» RECORDS FOR THE EXERCISE

▼▼▼

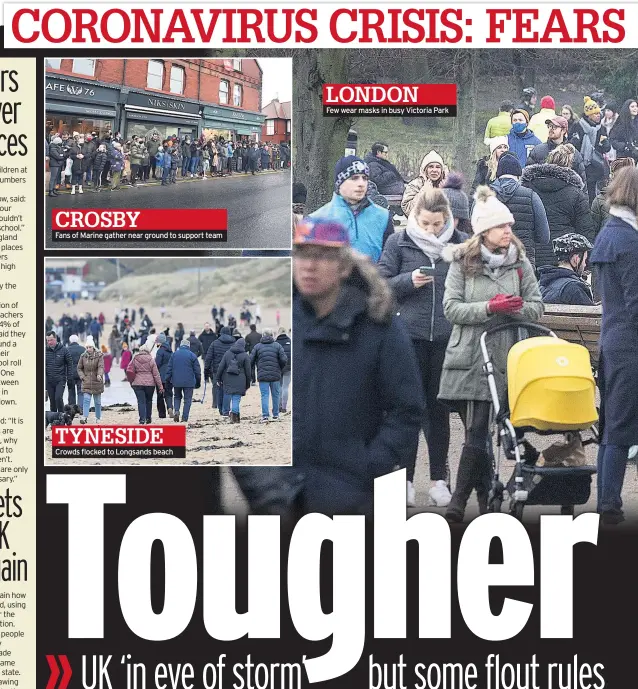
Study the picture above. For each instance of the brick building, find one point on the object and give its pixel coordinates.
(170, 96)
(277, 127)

▲▲▲
▼▼▼

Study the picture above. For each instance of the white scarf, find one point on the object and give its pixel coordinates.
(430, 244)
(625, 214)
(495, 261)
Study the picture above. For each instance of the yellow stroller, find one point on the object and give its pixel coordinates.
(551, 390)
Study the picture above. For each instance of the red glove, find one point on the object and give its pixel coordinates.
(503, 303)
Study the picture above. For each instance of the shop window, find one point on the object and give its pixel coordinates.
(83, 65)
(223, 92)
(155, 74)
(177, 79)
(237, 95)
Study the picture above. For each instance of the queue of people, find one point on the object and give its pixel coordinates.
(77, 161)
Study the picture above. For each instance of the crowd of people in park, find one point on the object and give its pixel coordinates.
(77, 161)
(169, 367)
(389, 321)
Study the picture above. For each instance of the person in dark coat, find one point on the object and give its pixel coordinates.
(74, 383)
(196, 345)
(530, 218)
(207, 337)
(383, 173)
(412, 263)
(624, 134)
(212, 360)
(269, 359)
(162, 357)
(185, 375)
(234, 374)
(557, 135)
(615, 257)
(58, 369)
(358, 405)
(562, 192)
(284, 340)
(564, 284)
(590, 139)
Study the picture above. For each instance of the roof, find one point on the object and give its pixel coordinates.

▲▲▲

» TASK TO COMPLETE
Retype only the stretch of lines above starting at the one with "Study the picture above. For each instance of the crowd" and stopping at the one with "Study the picture above. For each instance of the roof, find", exactly as written, with both kept.

» ANSWER TO THE EXERCISE
Study the picture above. For each instance of the crowd of people in park, find one point on the object and give its pixel coordinates.
(77, 161)
(169, 367)
(389, 321)
Study the picture above. For each instance of the person in dark coat, find one point on the object and give its pixel coordinates.
(74, 383)
(196, 345)
(530, 218)
(207, 337)
(383, 173)
(412, 263)
(624, 134)
(212, 360)
(269, 359)
(162, 357)
(185, 375)
(234, 374)
(557, 135)
(615, 257)
(58, 369)
(358, 405)
(562, 192)
(284, 340)
(564, 284)
(590, 139)
Study the picture above. For each instance of the roof, find one point on the object and give its pixel coordinates.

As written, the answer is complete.